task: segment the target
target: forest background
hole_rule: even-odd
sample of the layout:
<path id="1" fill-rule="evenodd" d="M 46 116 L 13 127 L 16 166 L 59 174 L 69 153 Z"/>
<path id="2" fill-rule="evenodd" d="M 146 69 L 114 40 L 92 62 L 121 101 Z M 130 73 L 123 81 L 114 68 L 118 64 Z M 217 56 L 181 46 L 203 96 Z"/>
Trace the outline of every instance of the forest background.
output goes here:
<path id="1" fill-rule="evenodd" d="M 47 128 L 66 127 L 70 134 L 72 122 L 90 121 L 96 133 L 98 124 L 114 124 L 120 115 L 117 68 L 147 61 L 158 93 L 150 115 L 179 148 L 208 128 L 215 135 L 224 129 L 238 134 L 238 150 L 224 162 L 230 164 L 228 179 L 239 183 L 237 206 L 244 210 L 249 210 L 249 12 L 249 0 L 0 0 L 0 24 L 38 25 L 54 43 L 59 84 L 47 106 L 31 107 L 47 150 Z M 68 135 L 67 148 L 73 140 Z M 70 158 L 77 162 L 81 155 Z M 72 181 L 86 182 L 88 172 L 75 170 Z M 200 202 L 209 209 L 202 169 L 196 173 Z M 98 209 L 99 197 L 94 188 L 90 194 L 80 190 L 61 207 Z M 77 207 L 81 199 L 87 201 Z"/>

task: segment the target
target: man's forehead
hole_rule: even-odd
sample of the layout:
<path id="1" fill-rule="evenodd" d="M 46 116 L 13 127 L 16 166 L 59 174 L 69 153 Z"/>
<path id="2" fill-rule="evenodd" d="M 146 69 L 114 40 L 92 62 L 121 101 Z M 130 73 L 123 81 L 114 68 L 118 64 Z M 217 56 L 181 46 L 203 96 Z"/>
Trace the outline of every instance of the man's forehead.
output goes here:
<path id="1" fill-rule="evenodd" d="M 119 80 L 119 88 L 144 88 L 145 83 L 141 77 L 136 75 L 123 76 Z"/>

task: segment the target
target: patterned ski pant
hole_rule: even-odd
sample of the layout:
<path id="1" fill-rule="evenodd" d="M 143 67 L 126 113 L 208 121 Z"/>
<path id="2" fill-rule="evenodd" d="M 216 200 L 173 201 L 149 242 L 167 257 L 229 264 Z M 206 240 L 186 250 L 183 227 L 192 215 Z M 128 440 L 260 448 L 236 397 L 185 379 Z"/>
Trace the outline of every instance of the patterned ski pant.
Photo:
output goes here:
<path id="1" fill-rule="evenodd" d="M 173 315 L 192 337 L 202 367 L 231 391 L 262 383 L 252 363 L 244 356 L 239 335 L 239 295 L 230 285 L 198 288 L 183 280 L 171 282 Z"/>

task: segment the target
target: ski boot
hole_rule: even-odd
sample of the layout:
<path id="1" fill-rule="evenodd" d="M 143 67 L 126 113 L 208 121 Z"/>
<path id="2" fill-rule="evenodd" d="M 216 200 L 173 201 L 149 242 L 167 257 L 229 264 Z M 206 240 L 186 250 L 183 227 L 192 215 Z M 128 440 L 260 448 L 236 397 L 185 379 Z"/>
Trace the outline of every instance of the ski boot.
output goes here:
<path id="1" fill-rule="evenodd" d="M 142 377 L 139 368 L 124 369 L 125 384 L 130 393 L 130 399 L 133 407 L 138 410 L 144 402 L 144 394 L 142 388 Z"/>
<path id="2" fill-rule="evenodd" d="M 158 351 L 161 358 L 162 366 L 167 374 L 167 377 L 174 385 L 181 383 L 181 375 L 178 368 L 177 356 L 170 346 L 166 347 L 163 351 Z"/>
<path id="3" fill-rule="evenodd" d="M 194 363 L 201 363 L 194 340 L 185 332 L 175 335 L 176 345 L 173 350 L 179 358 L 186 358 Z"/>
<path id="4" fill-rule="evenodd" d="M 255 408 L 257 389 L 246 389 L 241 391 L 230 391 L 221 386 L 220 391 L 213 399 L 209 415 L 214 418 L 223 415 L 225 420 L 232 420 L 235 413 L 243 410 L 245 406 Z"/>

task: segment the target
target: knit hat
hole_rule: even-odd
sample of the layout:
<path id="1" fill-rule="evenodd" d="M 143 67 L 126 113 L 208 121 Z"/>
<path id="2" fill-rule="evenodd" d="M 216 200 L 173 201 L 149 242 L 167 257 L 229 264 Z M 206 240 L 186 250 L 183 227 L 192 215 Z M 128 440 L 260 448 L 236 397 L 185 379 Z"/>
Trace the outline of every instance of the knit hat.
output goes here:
────────────────────────────────────────
# THE PROBLEM
Scan the material above for the string "instance" and return the lines that hold it.

# REPLY
Trace the outline of every instance of the forest background.
Trace the outline of every instance of the man's forehead.
Trace the outline of every instance of the patterned ski pant.
Trace the outline of every instance of the ski boot.
Trace the outline of every instance of the knit hat.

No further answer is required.